* _TEXTO FORNECIDO_
+++++
Foto: picture-alliance/AP Photo/S.Izquierdo
TSE abre investigação contra Bolsonaro
A pouco mais de uma semana do segundo turno, o Tribunal Superior Eleitoral abriu uma ação para investigar suspeitas de compra de disparos de mensagens antipetistas no WhatsApp por parte de empresários aliados a Bolsonaro. O pedido de investigação foi feito pelo PT, após uma reportagem do jornal "Folha de S. Paulo". A PF também abriu inquérito para investigar a disseminação em massa de "fake news".
Foto: Reuters/R. Moraes
Bolsonaro e Haddad vão ao segundo turno
Numa das eleições mais polarizadas da história, em 7 de outubro os brasileiros levaram ao segundo turno os dois candidatos que, segundo sondagens, são também os mais rejeitados: Bolsonaro (PSL) e Haddad (PT). Favorito no Sul e Sudeste, o ex-militar teve 46% dos votos válidos contra 29% do petista, que foi o mais votado em oito estados do Nordeste e no Pará. Em terceiro, Ciro Gomes (PDT) teve 12%.
Foto: Reuters/P. Whitaker/N. Doce
Bolsonaro cresce nas pesquisas
Já líder nas pesquisas, o candidato do PSL ampliou sua vantagem no início de outubro, ultrapassando pela primeira vez a marca de 30% em sondagens do Ibope e do Datafolha. Ao longo da semana que antecedeu as eleições, o ex-capitão foi subindo e, na véspera do pleito, cruzou a barreira de 40% dos votos válidos. Após ser esfaqueado, a campanha do candidato se concentrou nas redes sociais.
Foto: Reuters/P. Whitaker
A troca de Lula por Haddad
Após meses de suspense e com aval de Lula, Fernando Haddad foi oficializado candidato à Presidência pelo PT em 11 de setembro, a menos de um mês do primeiro turno, após se esgotarem as chances de o ex-presidente concorrer. Preso e virtualmente inelegível pela Ficha Limpa, Lula era líder nas pesquisas de intenção de voto. O desafio agora será transferir votos para o ex-prefeito.
+++++
* _REGISTROS_

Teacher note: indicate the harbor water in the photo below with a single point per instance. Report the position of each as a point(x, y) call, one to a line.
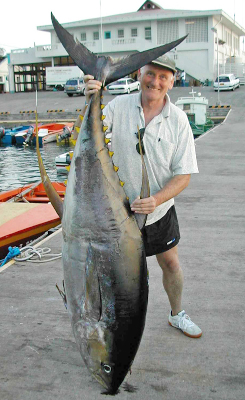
point(19, 165)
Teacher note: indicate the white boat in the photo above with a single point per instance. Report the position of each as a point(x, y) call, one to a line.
point(62, 162)
point(196, 109)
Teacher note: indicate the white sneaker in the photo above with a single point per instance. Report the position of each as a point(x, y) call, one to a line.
point(183, 322)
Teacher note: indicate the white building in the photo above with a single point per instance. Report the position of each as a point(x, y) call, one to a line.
point(4, 84)
point(123, 34)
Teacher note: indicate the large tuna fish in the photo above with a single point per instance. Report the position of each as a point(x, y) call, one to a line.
point(105, 271)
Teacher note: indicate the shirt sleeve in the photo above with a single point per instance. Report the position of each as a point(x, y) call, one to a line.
point(184, 159)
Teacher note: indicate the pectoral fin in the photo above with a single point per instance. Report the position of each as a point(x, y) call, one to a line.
point(145, 187)
point(92, 300)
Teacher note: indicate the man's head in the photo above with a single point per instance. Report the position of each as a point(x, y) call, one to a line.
point(165, 62)
point(157, 78)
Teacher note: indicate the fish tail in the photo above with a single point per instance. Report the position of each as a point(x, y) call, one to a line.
point(103, 68)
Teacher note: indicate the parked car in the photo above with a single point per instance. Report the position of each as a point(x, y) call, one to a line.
point(227, 82)
point(125, 85)
point(75, 86)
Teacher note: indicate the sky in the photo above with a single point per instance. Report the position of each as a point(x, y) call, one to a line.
point(18, 27)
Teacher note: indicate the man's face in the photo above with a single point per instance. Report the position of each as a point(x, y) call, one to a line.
point(155, 81)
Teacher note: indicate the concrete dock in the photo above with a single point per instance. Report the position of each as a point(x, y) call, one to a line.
point(38, 355)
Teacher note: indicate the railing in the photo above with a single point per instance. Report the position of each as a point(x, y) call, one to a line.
point(89, 44)
point(122, 41)
point(47, 47)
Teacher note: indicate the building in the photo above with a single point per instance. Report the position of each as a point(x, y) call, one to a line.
point(211, 33)
point(4, 84)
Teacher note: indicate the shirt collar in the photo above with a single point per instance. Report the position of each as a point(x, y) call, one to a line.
point(166, 109)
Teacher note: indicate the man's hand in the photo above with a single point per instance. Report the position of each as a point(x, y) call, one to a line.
point(91, 86)
point(144, 206)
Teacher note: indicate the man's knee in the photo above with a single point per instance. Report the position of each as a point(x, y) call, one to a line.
point(169, 261)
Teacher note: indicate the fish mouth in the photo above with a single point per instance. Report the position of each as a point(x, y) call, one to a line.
point(103, 382)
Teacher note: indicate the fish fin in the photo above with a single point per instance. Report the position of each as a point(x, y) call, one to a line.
point(53, 196)
point(92, 301)
point(104, 68)
point(62, 294)
point(133, 62)
point(145, 187)
point(83, 58)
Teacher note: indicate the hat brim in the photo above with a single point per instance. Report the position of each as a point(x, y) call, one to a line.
point(164, 66)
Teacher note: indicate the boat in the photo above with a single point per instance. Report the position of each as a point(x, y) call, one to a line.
point(66, 137)
point(23, 222)
point(63, 161)
point(196, 109)
point(25, 214)
point(7, 136)
point(32, 193)
point(46, 133)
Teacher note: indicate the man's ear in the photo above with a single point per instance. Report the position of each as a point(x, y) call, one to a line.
point(139, 74)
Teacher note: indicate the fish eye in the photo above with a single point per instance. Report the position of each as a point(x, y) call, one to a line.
point(107, 368)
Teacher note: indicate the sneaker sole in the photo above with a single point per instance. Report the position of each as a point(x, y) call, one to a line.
point(187, 334)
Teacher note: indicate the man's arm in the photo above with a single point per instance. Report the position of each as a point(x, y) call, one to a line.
point(170, 190)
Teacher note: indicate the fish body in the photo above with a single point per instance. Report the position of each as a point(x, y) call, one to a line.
point(105, 272)
point(104, 263)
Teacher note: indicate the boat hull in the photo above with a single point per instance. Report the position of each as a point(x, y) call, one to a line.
point(32, 193)
point(21, 223)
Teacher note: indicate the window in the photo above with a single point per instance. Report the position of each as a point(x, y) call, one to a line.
point(197, 29)
point(107, 35)
point(120, 33)
point(148, 33)
point(134, 32)
point(167, 31)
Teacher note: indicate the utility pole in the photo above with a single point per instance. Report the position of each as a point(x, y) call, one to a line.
point(214, 29)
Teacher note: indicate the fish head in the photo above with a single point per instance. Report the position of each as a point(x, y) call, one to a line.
point(97, 346)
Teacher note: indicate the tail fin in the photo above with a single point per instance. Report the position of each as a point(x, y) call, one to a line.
point(103, 68)
point(53, 196)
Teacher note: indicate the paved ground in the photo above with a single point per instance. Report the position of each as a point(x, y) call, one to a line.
point(38, 355)
point(14, 103)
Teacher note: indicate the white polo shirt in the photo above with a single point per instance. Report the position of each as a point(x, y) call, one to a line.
point(168, 142)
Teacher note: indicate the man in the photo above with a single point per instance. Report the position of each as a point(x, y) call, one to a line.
point(170, 158)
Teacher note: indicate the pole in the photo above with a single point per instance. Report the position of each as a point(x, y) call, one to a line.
point(214, 29)
point(218, 101)
point(101, 31)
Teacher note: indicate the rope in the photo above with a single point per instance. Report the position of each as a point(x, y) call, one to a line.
point(28, 253)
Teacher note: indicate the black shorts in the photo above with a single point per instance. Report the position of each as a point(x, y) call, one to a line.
point(162, 235)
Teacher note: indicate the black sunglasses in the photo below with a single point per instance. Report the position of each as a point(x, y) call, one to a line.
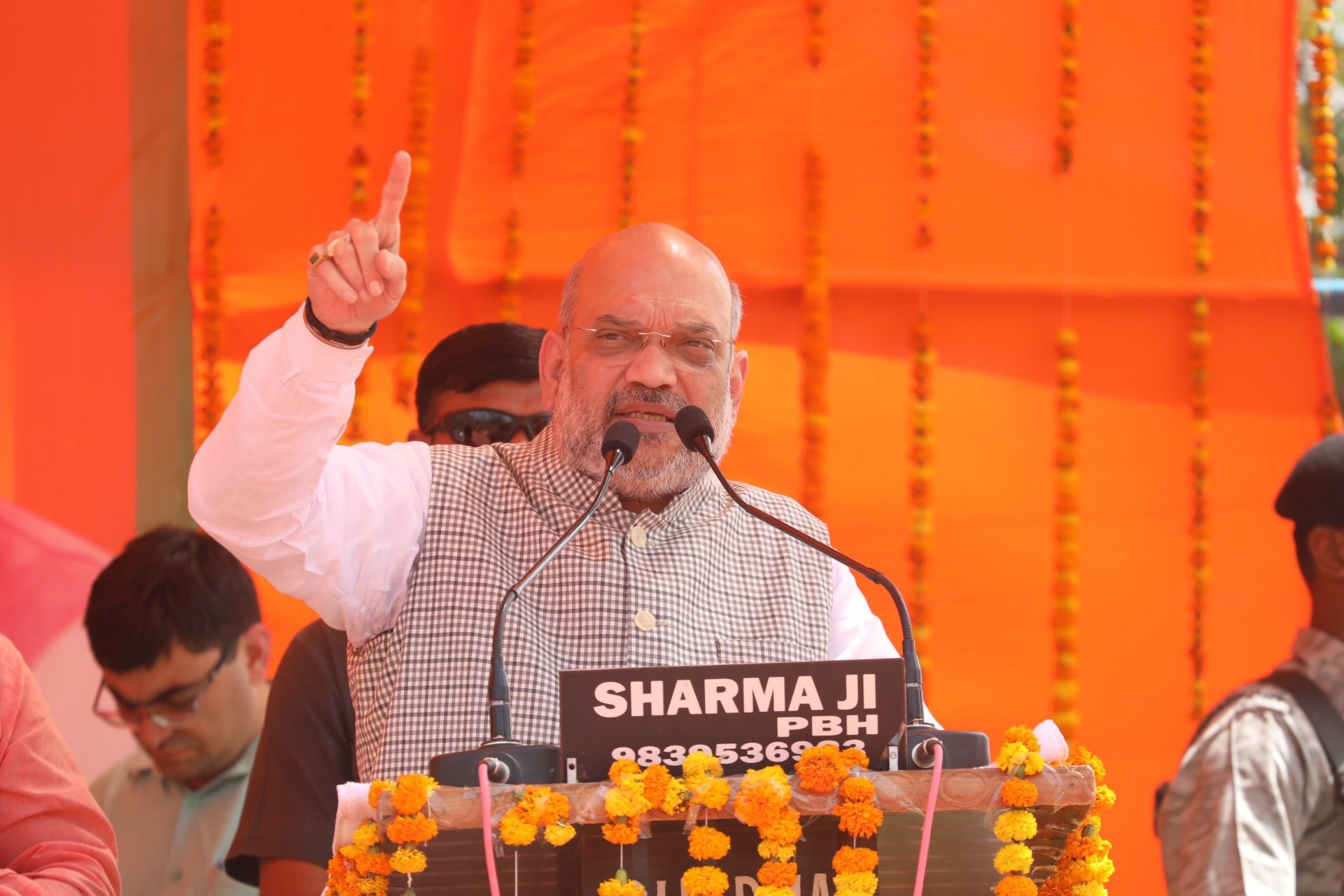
+++++
* _PARTES DO EXERCÍCIO_
1: Responda com base no texto sobre as eleições:
(a) Quem fez o pedido de investigação ao Tribunal Superior Eleitoral?
(b) Que porcentagem dos votos válidos Bolsonaro teve no primeiro turno?
(c) Em que data Fernando Haddad foi oficializado candidato à Presidência pelo PT?
2: Formate como uma lista JSON de strings, uma para cada linha e sem linhas em branco, o trecho dos registros que vai da linha com "Teacher note: indicate the man in" até a linha com "point(170, 158)", incluindo as duas.
Os registros não têm nenhuma relação com o texto sobre as eleições.

* _RESPOSTAS_
1:
(a) O PT.
(b) 46%.
(c) Em 11 de setembro.

2:
[
  "Teacher note: indicate the man in the photo above with a single point per instance. Report the position of each as a point(x, y) call, one to a line.",
  "point(170, 158)"
]